■ Action item
Reproduce the complete set of records exactly. No picture is to appear in the copy.

■ Input records
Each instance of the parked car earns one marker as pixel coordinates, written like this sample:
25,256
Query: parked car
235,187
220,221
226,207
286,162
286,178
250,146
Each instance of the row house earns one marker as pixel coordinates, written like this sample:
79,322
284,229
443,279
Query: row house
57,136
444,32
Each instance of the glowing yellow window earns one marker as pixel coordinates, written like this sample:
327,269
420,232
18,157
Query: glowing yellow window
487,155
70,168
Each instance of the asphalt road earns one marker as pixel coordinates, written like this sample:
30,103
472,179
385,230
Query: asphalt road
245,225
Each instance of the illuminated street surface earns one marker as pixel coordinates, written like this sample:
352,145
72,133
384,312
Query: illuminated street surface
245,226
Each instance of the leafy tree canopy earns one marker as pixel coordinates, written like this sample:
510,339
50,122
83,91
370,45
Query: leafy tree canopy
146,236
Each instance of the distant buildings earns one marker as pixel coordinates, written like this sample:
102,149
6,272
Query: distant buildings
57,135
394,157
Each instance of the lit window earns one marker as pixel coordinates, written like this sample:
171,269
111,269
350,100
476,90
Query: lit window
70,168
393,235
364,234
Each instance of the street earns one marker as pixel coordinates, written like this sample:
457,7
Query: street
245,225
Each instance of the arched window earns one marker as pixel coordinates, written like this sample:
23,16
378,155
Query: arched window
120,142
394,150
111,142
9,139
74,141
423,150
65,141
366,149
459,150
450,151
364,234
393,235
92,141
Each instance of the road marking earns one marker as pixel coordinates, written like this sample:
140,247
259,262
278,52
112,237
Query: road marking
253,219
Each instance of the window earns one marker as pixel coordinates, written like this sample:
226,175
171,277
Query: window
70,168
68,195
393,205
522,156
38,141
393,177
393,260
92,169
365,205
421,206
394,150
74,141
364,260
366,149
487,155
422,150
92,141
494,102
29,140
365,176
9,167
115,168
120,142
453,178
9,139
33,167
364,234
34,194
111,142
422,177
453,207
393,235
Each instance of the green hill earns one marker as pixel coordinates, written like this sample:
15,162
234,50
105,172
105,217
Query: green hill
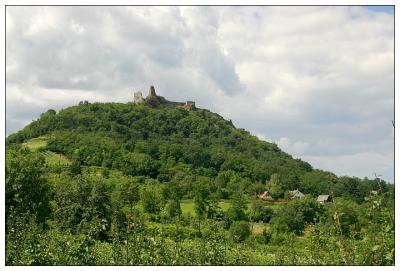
156,182
140,140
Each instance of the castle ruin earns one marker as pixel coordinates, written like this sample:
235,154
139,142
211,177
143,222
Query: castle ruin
154,100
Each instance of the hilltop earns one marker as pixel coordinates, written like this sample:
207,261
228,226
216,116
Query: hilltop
159,139
156,182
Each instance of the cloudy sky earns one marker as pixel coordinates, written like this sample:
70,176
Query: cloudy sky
318,81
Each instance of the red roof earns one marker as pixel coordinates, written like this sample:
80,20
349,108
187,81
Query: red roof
263,194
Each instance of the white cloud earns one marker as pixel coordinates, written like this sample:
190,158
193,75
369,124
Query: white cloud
316,80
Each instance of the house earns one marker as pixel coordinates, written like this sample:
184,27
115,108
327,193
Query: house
296,194
264,195
324,199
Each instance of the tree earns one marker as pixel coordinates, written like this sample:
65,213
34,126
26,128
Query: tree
150,199
296,214
201,192
27,190
260,213
237,211
239,231
81,199
75,168
274,186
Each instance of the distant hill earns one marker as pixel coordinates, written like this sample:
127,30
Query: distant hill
160,139
112,134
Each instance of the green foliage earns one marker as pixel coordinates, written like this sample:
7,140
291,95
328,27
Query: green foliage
239,231
81,199
237,210
260,213
27,190
150,199
145,188
294,216
274,186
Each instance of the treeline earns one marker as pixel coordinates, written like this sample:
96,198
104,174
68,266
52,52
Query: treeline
119,201
89,217
161,142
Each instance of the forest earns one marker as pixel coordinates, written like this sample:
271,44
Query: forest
133,184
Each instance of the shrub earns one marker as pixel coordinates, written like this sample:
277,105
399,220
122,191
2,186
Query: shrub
239,231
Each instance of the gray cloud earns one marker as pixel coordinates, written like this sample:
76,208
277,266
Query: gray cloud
318,81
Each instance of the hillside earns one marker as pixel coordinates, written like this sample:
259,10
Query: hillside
155,182
119,136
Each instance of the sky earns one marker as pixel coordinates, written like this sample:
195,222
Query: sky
317,81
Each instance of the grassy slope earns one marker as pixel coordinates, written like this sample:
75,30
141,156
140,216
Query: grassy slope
52,158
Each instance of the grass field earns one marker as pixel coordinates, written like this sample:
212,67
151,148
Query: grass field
52,158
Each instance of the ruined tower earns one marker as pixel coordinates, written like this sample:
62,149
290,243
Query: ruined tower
152,92
137,97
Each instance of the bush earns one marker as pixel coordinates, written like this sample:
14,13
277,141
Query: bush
239,231
295,215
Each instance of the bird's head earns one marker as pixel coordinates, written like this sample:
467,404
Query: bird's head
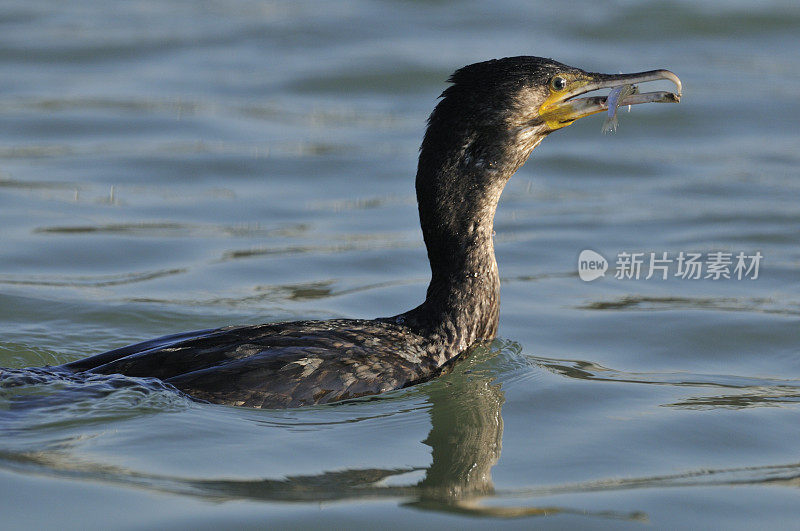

■ Answer section
Each instance of the parked car earns one marker as pixel coordinates, written like this sample:
25,256
Query: parked car
235,187
220,221
226,207
286,162
286,178
250,146
Each instance of the row house earns one marker as pixel coordinates, written like this sample:
79,322
284,229
443,279
Query: row house
57,136
444,32
Each instance of the glowing yellow window earns one marker as pixel coordinates, written like this sample:
327,269
420,232
18,157
Query: glowing yellow window
487,155
70,168
Each instance of the asphalt road earns one marker as pixel coordinates, written like this sample:
30,103
472,179
385,230
Query: asphalt road
245,225
Each instance of the illuminated street surface earns one marker as pixel coordinates, written like this sample:
352,145
72,133
384,312
Query: illuminated street surface
245,226
Each instance of the leafy tree canopy earns one marker as pixel coordinates, written like this sample:
510,339
50,122
83,91
370,45
Query: leafy tree canopy
146,236
Each instance of the distant buildings earns one marker as pixel coordinates, written like this sample:
102,149
6,272
Query: distant buildings
57,135
394,157
Each instance of the lit window earns one marker as pixel coordinates, written like this sample:
171,269
111,269
350,100
476,90
Query: lit window
70,168
393,235
364,234
Each instance of the street earns one marker as pixel coordinates, written like this sample:
457,7
Query: street
245,225
Each instance of the arched window earns one marker as pixel coordinates, written like this sample:
23,16
378,155
Query: arched window
120,142
394,150
111,142
9,139
74,141
423,150
65,141
366,149
459,150
450,151
364,234
393,235
92,141
Each instance of the road marking earns one marker as pixel coordinates, written like this sample:
140,247
259,262
278,52
112,237
Query: road marking
253,219
Each instance of the window earns one marker as pixel coordinates, written like this sample:
226,175
171,277
Query: window
70,168
68,195
393,205
522,156
38,141
393,177
393,260
92,169
365,205
421,206
394,150
74,141
364,260
366,149
487,155
422,150
92,141
494,102
29,140
365,176
9,167
115,168
120,142
453,178
9,139
33,167
364,234
34,194
111,142
422,177
453,207
393,235
Each instance of the green hill earns one marker as pixel coordinates, written like this sample:
15,162
234,50
105,172
105,217
Query: green hill
156,182
140,140
Each instance of the castle ruin earns one marker as pixel coordinates, written like this sample:
235,154
139,142
211,177
143,222
Query: castle ruin
154,100
Each instance of the hilltop earns one marker as pixel coordinates, written like this sample:
207,261
228,226
216,116
Query: hilltop
159,139
156,182
Each instance of the cloudy sky earns one marker as pixel coordinates, written like this sample:
70,176
Query: cloudy sky
318,81
Each instance of the red roof earns one marker as pixel coordinates, written like this sample:
80,20
349,108
187,81
Query: red roof
263,194
Each instance of the white cloud earns one marker as pixel coordinates, written like this sample:
190,158
193,75
369,124
Query: white cloud
316,80
Each instance of the house earns one marker as pixel coordinates, written like this sample:
184,27
115,108
327,193
Query: house
296,194
264,195
324,199
Each instance of the tree earns one marker as pixel coordinates, written like this sample:
65,213
34,126
26,128
Query: tree
150,199
296,214
201,192
27,190
260,213
237,211
239,231
81,199
75,168
274,186
Each instance of the distant hill earns one marker as pixel coordinates, written like this sample:
127,30
Query: distant hill
160,139
112,134
Each instance of the green foliage earns one marker as pixel coordinates, written like this sample:
7,140
291,95
328,27
Query: green foliage
239,231
81,199
237,210
260,213
27,190
150,199
145,188
294,216
274,186
Each instance of the treeline earns one marker as pixel coordinates, written like this sample:
96,198
104,174
68,266
52,52
Query: treeline
119,201
89,217
161,142
Each instance of the forest earns one marker as pixel coordinates, written like this sample:
271,44
Query: forest
133,184
Each instance of the shrub earns one marker as pixel coordinates, written like this sample:
277,105
399,220
122,191
2,186
Query: shrub
239,231
Each instance of the gray cloud earns one marker as pixel coordinates, written like this sample:
76,208
277,266
Query: gray cloud
318,81
Each instance of the hillside earns one marker as pixel coordinates, written like this sample:
259,10
Query: hillside
155,182
119,136
Each instance of the sky earns one marker as pixel coordinates, written like this sample:
195,222
Query: sky
317,81
Each instance of the grassy slope earns one marker as pixel coordinates, written like this sample:
75,30
141,156
140,216
Query: grassy slope
52,158
Each instance of the grass field earns one marker as pixel coordinates, written like this sample:
212,67
151,148
Query: grass field
52,158
Each instance of the ruined tower earns one marker as pixel coordinates, written like this sample:
62,149
290,243
Query: ruined tower
152,92
137,97
Each instance of the bush earns one marker as pixel coordinates, written like this sample:
14,13
277,141
Query: bush
239,231
295,215
Each instance of the bird's head earns one marker as pixel coordinates, written like this sample:
467,404
Query: bird's head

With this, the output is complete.